# I'm getting an OMEN...



## Jared Les (Jun 22, 2008)

PSE CRAZY said:


> Is anyone else?:darkbeer:


Nope


----------



## thrill_seeker (Feb 2, 2008)

Jared Les said:


> Nope


LOL ditto ^^^ thats the way to be plain and simple short and to the point


----------



## bow slayer (Apr 2, 2007)

Nah...But please post your thoughts on it. I'm interested! hearing opinions about new bows is always exciting.


----------



## Nutin but 11's (Feb 23, 2009)

*can't wait*

the only thing that scares me is not haveing the moduale in the cams. I am a farly long draw at 30 5/8 or a 31 I am just worried about getting to fit me the way i want it too. I am planning on hunting with it. 


going to push a black mamba with weight tube weighing about 770 grains and still getting over 300fps:evil::evil::evil:


----------



## Waknstak6 (Dec 27, 2008)

I'm also interested to hear what you think about it...


----------



## Jennings1993 (Apr 23, 2008)

Nope don't want a wrist slapper(I only bowhunt so I don't need all that speed). But let us know what you like about it.


----------



## jrip (May 19, 2008)

Yup! Was going to get the GX but decided to wait on the Omen.


----------



## bowhunterboy192 (Feb 21, 2009)

Nope i am getting the X7 GX instead.. Please share your thoughts on it and post some pics.:darkbeer:


----------



## X-force09 (Jan 13, 2009)

__Record set__

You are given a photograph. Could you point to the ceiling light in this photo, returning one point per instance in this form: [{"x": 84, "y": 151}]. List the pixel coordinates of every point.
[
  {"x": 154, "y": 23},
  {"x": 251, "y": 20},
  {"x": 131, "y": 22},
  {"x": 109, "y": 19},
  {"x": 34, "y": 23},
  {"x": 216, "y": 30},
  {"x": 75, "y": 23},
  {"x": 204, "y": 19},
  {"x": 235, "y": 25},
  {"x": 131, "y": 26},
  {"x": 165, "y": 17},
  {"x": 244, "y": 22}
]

__Goals__
A – Rewrite the records as a JSON list of strings, one string per line, omitting blank lines.
B – Extend the forum thread about the Omen bow, picking up right after its final line.
The forum thread and the records were taken from unrelated sources.

__Results__
A –
[
  "You are given a photograph. Could you point to the ceiling light in this photo, returning one point per instance in this form: [{\"x\": 84, \"y\": 151}]. List the pixel coordinates of every point.",
  "[",
  "  {\"x\": 154, \"y\": 23},",
  "  {\"x\": 251, \"y\": 20},",
  "  {\"x\": 131, \"y\": 22},",
  "  {\"x\": 109, \"y\": 19},",
  "  {\"x\": 34, \"y\": 23},",
  "  {\"x\": 216, \"y\": 30},",
  "  {\"x\": 75, \"y\": 23},",
  "  {\"x\": 204, \"y\": 19},",
  "  {\"x\": 235, \"y\": 25},",
  "  {\"x\": 131, \"y\": 26},",
  "  {\"x\": 165, \"y\": 17},",
  "  {\"x\": 244, \"y\": 22}",
  "]"
]

B –
isnt the Omen the new version of the X-force? I have an x-force 6 and i love that bow.. maybe the Omen will be better?:mg:


----------



## PSE CRAZY (Feb 3, 2008)

I shot the omen fo the first time last weekend. We went outside to shoot it because indoor was full from the shoot. the bag target was FROZEN, from 20 yrds the arrows were about a foot pushed out the back of the target 

also this bow was 30" and i shoot a 28.5 in DL and didn't even come close to hitting my arm...If you have good form it will not hit you.

any way we chronod it at 30" 58 lbs shooting a 316gr arrow 353fps

The draw was much smoother than what i thought it would be, and was very little hand shock or vibration. It shot almost exactly like the X-Force 6 and was very fun to shoot.

this bow will the at the PSE booth at the IL deer and Turkey Classic this weekend if anybody would like to shoot it, I will be there also so come say Hi

Jake if you see this was just wondering if you would be there also?


----------



## PA3-DArcher4 (Nov 5, 2008)

what's an OMEN??????


----------



## PSE CRAZY (Feb 3, 2008)

PA3-DArcher4 said:


> what's an OMEN??????


this>>>>>http://www.pse-archery.com/prod.php?k=57248&u=0759UF


----------



## NocBuster (Jan 5, 2009)

Im not sure yet. I dont think i can manage to round up $1000 for a bow this year. im leaning more toward a 82nd. Although if i had the money i would probly get one. it shoots great.


----------



## PSE CRAZY (Feb 3, 2008)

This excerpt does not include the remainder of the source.